Consegne:
• a. Nel testo sui pici, che cosa indica la parola "nana" in vernacolo?
• b. Trascrivi fedelmente dal testo sui pici il passo che va da "Ma per la maggiore" a "in vernacolo dell’anatra.".

==== Brano da leggere ====

È uno di quei pochi casi in cui è proprio l’imperfezione a rendere perfetto il risultato.
Una volta, specie nell’ambiente contadino della Val di Chiana, ma in qualche misura ancora oggi un po’ ovunque nel territorio, i pici erano il primo piatto del giorno di festa e venivano conditi in mille modi diversi, che potevano variare a seconda della stagione, o per la distanza da certi luoghi chiave o per le abitudini dei padroni di casa.
Questo per dire che nelle vicinanze dei Laghi di Chiusi e di Montepulciano potevano anche essere conditi con un sugo a base di uova di pesce; in casa di cacciatori, invece, quasi sempre il sugo era a base di cacciagione (qui abbondano cinghiali e caprioli).
Ma per la maggiore andava, e va tutt’oggi, una salsa all’aglione; che poi non è un aglio normale, ma una varietà autoctona di grandi dimensioni, con un sapore più delicato e che, soprattutto, non rilascia quell’aroma non gradito da tutti.
In autunno, il matrimonio perfetto è con un sugo di funghi; in tutte le stagioni con un soffritto di briciole o con il sugo di “nana”, che sarebbe il nome in vernacolo dell’anatra.
Come avrete capito, pici e sughi vari richiedono di essere stati allievi di una scuola che difficilmente vedremo esibita dai grandi chef in televisione: quella delle massaie con i capelli bianchi, abituate a trafficare su un tavolo di cucina piuttosto che a frequentare reality show.

==== Sezione dati ====

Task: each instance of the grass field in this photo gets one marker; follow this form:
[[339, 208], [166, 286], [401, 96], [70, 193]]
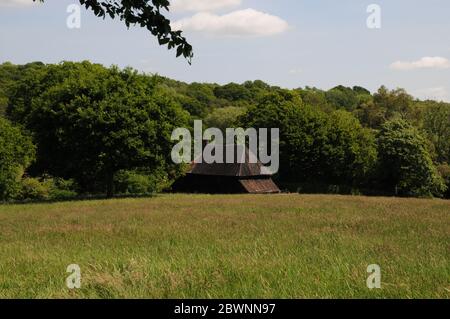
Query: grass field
[[184, 246]]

====

Soluzioni per consegna:
• a. L'anatra.

• b.
Ma per la maggiore andava, e va tutt’oggi, una salsa all’aglione; che poi non è un aglio normale, ma una varietà autoctona di grandi dimensioni, con un sapore più delicato e che, soprattutto, non rilascia quell’aroma non gradito da tutti.
In autunno, il matrimonio perfetto è con un sugo di funghi; in tutte le stagioni con un soffritto di briciole o con il sugo di “nana”, che sarebbe il nome in vernacolo dell’anatra.